#### [Passage to read]

I knew the context ;-). There is a bit of devil's advocate in my blood
I confess ;-).
My experience is that the autofoo commands work really well for C, and
less well so for shell scripts. And, what's the big difference between
calling a system binary we have no control over versus one of our own
that we do have control over?
> The current problem is simply that the system "ping" in different OSes has
> different options, and the current discussion is about how to handle that.
And some OSes provide options that others don't. Not just that they
need different flags.
> So I'm wondering whether, in the case of script-based (not C) callers, we
> could simply have a shell function (e.g. "pingfn") with a fixed interface
> acting as a wrapper to the system-shell ping command and handling all the
> relevant OS incompatibilities.

#### [Records taken from a data source]
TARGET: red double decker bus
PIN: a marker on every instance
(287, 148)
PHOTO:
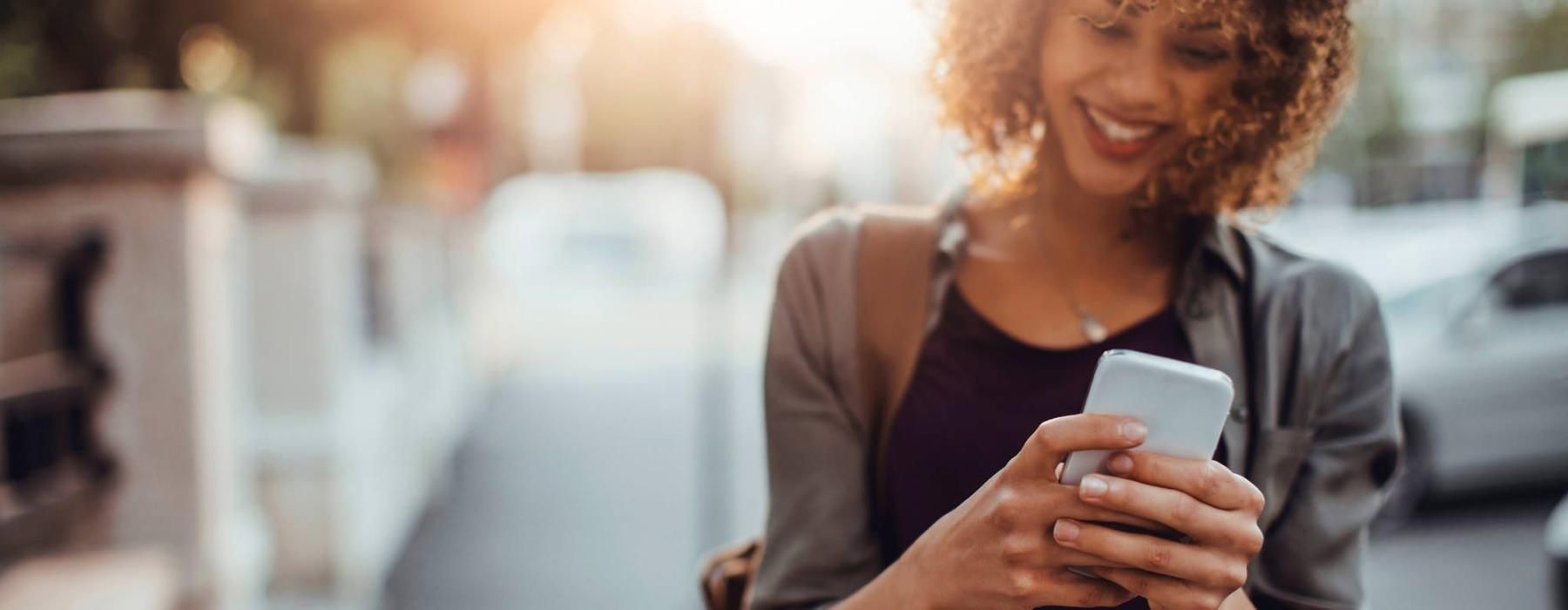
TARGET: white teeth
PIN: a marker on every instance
(1117, 131)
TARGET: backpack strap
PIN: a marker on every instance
(893, 280)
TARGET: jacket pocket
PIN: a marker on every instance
(1278, 458)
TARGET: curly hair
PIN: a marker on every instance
(1295, 70)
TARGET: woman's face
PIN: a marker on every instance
(1120, 92)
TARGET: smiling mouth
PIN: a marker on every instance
(1120, 139)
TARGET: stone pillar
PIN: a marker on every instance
(152, 173)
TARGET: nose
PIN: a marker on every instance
(1137, 82)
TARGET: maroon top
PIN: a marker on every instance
(976, 397)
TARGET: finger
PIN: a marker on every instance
(1186, 562)
(1060, 500)
(1206, 480)
(1175, 510)
(1082, 592)
(1158, 588)
(1056, 437)
(1084, 512)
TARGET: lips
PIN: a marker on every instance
(1119, 139)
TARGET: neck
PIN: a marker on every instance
(1092, 231)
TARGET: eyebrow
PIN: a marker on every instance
(1136, 8)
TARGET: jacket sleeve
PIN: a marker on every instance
(819, 543)
(1316, 551)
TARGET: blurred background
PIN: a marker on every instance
(462, 305)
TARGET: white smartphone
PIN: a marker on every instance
(1184, 405)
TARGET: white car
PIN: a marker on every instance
(1476, 298)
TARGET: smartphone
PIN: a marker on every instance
(1183, 403)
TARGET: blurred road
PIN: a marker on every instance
(631, 441)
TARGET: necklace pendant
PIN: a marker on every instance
(1093, 329)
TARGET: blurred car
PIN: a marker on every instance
(1476, 298)
(1558, 551)
(1482, 369)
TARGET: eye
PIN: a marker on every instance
(1105, 25)
(1113, 30)
(1203, 55)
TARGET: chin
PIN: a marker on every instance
(1105, 182)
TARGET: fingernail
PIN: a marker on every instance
(1065, 531)
(1120, 463)
(1093, 486)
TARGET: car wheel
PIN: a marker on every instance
(1413, 480)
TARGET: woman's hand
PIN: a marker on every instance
(1215, 508)
(996, 551)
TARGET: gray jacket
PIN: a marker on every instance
(1315, 419)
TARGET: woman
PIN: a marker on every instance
(1120, 139)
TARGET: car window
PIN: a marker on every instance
(1538, 281)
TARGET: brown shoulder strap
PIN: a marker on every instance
(897, 248)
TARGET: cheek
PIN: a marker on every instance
(1203, 93)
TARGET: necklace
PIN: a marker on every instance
(1093, 329)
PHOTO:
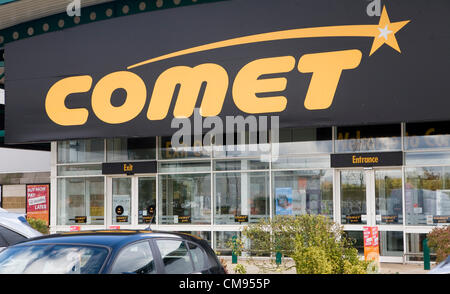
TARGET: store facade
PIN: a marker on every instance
(362, 126)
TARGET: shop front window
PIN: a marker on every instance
(81, 151)
(303, 192)
(123, 149)
(185, 199)
(241, 198)
(427, 195)
(368, 138)
(81, 201)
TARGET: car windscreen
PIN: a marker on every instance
(52, 259)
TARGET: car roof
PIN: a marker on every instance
(17, 222)
(109, 238)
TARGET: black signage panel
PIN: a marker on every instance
(116, 77)
(129, 168)
(369, 159)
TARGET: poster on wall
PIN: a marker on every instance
(283, 204)
(38, 197)
(371, 244)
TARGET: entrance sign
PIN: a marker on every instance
(38, 199)
(367, 159)
(312, 67)
(371, 244)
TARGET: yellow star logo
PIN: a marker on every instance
(386, 32)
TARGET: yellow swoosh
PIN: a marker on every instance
(317, 32)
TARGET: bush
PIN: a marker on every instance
(439, 241)
(316, 244)
(39, 225)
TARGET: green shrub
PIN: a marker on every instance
(439, 241)
(240, 269)
(39, 225)
(316, 244)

#### [Task details]
Repeat the message about the ping command word for word, starting with "My experience is" and going on through "relevant OS incompatibilities.". Nothing in the listing is needed here.

#### [Response]
My experience is that the autofoo commands work really well for C, and
less well so for shell scripts. And, what's the big difference between
calling a system binary we have no control over versus one of our own
that we do have control over?
> The current problem is simply that the system "ping" in different OSes has
> different options, and the current discussion is about how to handle that.
And some OSes provide options that others don't. Not just that they
need different flags.
> So I'm wondering whether, in the case of script-based (not C) callers, we
> could simply have a shell function (e.g. "pingfn") with a fixed interface
> acting as a wrapper to the system-shell ping command and handling all the
> relevant OS incompatibilities.